§ INFORMATION SUPPLIED
[start]

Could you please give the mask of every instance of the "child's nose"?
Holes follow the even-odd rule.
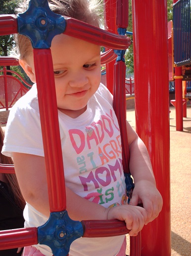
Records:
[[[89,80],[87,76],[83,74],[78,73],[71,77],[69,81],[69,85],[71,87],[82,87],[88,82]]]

[end]
[start]

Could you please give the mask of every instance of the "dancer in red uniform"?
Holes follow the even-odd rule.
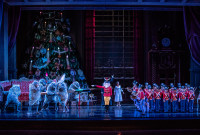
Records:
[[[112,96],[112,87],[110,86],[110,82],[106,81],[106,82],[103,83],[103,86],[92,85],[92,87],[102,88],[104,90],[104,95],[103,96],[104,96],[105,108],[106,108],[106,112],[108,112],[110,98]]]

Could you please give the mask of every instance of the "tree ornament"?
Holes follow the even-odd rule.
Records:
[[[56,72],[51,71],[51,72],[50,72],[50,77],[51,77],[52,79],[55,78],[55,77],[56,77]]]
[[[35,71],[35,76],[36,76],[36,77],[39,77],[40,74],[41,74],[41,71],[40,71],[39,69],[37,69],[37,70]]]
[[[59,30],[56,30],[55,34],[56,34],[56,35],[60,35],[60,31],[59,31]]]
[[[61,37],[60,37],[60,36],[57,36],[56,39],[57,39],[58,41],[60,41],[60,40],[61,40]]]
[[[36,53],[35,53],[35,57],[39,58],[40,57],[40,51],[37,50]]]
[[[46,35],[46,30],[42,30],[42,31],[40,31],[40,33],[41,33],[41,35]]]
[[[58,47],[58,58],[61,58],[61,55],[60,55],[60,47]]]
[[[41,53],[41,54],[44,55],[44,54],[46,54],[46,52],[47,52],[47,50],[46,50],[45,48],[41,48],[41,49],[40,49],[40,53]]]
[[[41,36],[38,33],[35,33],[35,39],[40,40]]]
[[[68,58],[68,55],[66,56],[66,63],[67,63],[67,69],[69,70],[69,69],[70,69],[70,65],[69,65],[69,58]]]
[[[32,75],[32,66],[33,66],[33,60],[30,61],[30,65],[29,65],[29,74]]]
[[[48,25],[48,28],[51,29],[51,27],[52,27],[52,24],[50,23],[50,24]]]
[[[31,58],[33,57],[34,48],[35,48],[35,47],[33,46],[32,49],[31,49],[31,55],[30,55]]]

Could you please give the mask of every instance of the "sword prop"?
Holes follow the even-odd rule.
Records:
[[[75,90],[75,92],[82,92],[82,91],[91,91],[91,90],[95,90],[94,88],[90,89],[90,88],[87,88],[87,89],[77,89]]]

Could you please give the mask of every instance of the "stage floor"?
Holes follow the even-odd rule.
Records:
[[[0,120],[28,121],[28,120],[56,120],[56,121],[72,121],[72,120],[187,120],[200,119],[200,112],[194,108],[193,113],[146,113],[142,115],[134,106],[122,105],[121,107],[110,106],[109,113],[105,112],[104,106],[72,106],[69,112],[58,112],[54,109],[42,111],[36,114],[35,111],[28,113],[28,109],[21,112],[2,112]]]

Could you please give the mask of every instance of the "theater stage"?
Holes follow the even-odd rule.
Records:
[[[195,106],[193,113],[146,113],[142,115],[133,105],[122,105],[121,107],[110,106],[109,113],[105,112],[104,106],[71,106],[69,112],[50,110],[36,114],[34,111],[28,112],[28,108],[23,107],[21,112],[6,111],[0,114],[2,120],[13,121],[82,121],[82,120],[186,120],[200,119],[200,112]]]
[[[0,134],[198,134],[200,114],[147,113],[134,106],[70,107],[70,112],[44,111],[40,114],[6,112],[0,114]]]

[end]

§ REQUIRED TASK
Please count the lines in the records above that contain the word "give" and reply with only that number.

§ TASK RESULT
6